Minnesota couple raises awareness of mitochondrial disease after son's battle

A Minnesota couple is sharing their son’s story to raise awareness for mitochondrial disease, which prevents energy producers in the body from working properly.

Born in late March of 2014, Aiden James Koch was happy and healthy for his first nine months.

“He made us parents for the first time,” said Briana Koch, Aiden’s mom. “It was beautiful, like any parents can experience.”

After the holidays that year, life for Aiden and his parents changed. 

“We had some hope,” said Briana. “We also had to make really hard decisions as parents of a child that are completely unnatural.”

For months, doctors struggled to find the right diagnosis as Aiden's strength deteriorated. Eventually, he was no longer crawling, and his neck was too weak to hold up his head to safely eat.

Aiden was finally diagnosed with mitochondrial DNA depletion syndrome, a form of the rare disease that can be inherited or impact people at any age when a gene mutates. 

Mitochondrial DNA depletion syndrome is too often deadly for children and is said to be approaching the same frequency numbers as those fighting childhood cancers. According the United Mitochondrial Disease Foundation between 1,000 and 4,000 children nationwide are diagnosed each year with mitochondrial disease. Mitochondria serve as the body’s energy producers. When those energy producers don’t work properly, a whole host of problems follow.

“So Aiden produced energy at about 10 percent of what a normal child or individual would,” said Nick Koch, Aiden’s dad.

*ASSIGNMENT 1*:
In the article about Aiden Koch and mitochondrial disease, how many children nationwide are diagnosed with mitochondrial disease each year, according to the United Mitochondrial Disease Foundation?
*ASSIGNMENT 2*:
Reproduce the passage of the article about Aiden Koch and mitochondrial disease starting at "Mitochondrial DNA depletion syndrome is" and ending at "of problems follow.".
*ASSIGNMENT 3*:
Resume the article about Aiden Koch and mitochondrial disease from the point where it stops.

*MATERIAL SUPPLIED*:
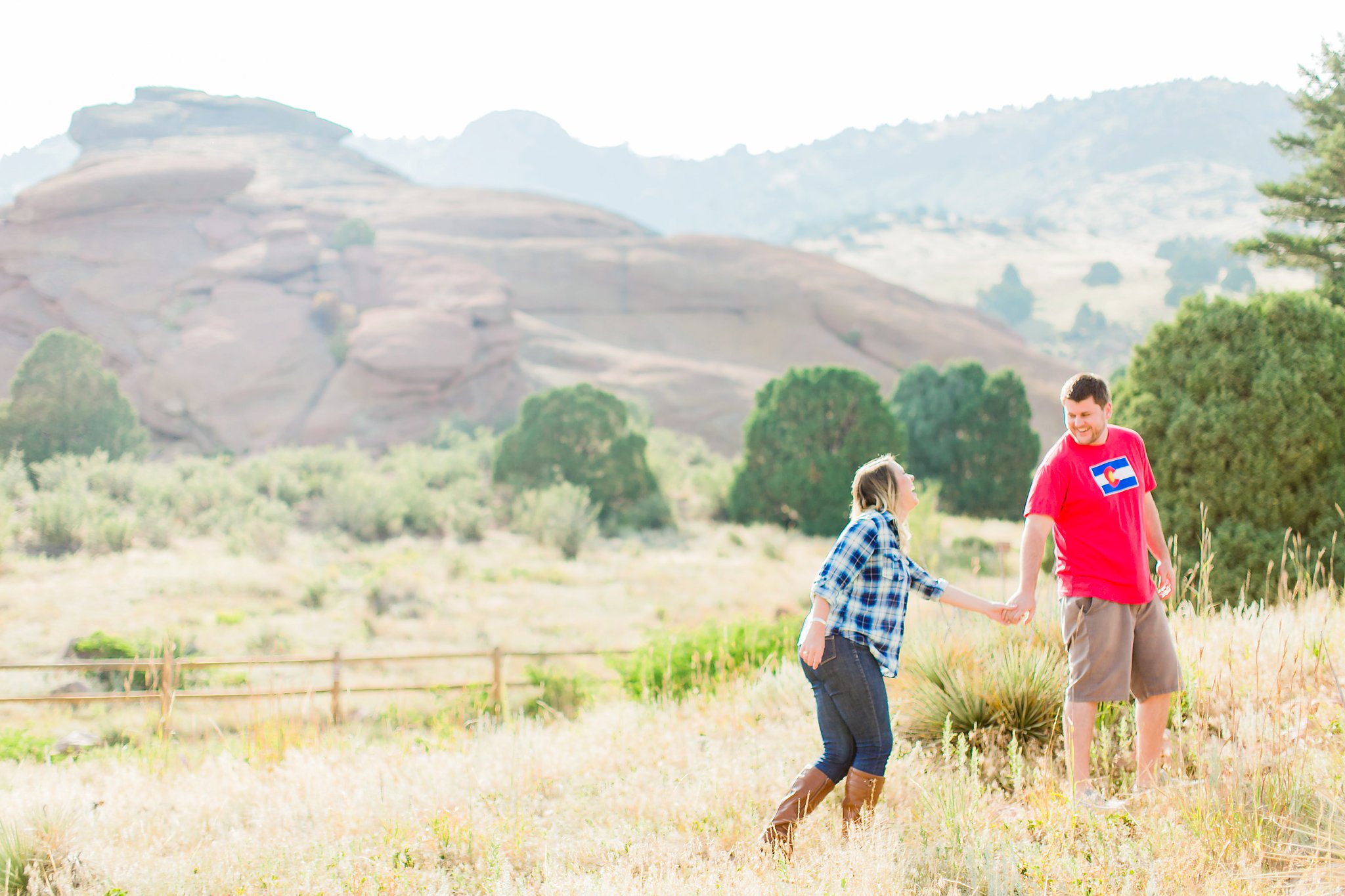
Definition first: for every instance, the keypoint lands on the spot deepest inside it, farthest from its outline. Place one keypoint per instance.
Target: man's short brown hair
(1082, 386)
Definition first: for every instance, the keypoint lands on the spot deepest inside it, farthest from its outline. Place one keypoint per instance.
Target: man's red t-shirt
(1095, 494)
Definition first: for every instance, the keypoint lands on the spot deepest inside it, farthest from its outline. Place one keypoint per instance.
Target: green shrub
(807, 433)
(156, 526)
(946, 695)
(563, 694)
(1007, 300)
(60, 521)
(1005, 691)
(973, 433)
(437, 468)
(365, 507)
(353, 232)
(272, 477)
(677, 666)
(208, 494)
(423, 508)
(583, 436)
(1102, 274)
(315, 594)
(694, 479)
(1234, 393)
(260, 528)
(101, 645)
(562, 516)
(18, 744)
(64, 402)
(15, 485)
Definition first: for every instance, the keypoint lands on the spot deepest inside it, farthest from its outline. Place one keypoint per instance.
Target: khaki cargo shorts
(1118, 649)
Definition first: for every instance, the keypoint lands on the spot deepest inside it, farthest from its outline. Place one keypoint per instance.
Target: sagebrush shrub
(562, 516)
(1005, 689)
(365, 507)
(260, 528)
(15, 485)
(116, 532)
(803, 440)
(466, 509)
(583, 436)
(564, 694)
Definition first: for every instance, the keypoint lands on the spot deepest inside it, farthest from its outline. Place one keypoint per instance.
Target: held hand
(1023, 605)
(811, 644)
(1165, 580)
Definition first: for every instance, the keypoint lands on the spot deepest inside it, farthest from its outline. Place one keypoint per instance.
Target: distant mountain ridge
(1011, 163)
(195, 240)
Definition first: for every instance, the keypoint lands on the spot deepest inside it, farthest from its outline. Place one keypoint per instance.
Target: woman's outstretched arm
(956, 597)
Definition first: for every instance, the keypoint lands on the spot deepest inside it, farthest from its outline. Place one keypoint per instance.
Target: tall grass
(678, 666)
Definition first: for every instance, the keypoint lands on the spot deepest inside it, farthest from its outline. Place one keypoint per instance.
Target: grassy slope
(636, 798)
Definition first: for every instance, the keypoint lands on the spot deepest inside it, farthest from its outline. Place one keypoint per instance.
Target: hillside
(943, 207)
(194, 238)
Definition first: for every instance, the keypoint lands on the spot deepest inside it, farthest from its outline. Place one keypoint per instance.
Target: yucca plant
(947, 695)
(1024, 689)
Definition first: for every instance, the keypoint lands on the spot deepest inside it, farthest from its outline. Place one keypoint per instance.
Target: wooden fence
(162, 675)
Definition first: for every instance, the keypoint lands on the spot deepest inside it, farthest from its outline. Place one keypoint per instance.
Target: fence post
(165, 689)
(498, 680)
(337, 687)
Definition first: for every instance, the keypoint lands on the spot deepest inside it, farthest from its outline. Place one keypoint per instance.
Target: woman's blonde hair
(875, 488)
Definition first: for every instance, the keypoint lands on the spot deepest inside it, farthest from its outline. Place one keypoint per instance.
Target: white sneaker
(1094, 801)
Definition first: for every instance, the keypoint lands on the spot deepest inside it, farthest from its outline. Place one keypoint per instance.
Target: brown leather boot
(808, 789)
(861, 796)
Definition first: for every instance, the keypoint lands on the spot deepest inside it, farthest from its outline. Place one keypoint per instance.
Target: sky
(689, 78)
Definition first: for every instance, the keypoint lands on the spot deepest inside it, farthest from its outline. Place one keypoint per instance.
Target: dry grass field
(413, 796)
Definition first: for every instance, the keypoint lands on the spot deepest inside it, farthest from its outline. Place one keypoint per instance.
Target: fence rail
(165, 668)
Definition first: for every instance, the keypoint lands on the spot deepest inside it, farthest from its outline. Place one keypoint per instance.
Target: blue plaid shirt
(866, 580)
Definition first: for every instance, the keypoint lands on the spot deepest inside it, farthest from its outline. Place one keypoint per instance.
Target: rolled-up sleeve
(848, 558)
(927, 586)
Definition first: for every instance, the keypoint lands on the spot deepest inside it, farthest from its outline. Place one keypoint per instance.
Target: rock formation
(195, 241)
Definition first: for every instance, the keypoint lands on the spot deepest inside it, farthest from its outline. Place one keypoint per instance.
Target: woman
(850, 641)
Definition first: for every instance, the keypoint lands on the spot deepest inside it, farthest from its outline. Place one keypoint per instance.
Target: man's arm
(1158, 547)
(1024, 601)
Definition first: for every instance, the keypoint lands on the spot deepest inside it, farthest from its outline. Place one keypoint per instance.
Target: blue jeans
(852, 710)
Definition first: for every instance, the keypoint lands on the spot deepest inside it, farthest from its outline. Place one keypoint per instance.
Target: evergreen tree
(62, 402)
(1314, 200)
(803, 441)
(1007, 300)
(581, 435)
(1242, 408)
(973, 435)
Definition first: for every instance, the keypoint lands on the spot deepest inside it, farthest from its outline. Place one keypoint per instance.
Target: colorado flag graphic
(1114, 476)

*ANSWER 1*:
Between 1,000 and 4,000.

*ANSWER 2*:
Mitochondrial DNA depletion syndrome is too often deadly for children and is said to be approaching the same frequency numbers as those fighting childhood cancers. According the United Mitochondrial Disease Foundation between 1,000 and 4,000 children nationwide are diagnosed each year with mitochondrial disease. Mitochondria serve as the body’s energy producers. When those energy producers don’t work properly, a whole host of problems follow.

*ANSWER 3*:
Less than three months after his first birthday, Aiden's parents were forced to say good bye.

“When we found out his diagnosis, we knew it was terminal,” Nick said. “We thought we had months, instead we had days.”

The couple later found out Briana is the carrier of the affected gene, while Nick’s gene had unknown significance. The Kochs have a 25 percent chance of mitochondrial disease impacting any children they conceive.

“We also have a 75 percent chance it won’t,” Briana said. 

The Kochs had a second son, Grayson, two years ago and testing confirms he is free of the disease. But, they won't stop bringing awareness and raising funds for research until there's a cure. 

“This is life,” Briana said. “Life goes on; we have to continue.”

On Saturday, the Kochs will be the grand marshals for the 9th annual Energy for Life Walkathon, which raises funds for the United Mitochondrial Disease Foundation.

Registration will start at 8:45 a.m. The opening ceremony will start at 10 a.m. and the walk begins at 10:30 a.m. Fox 9’s Leah Beno will be the emcee.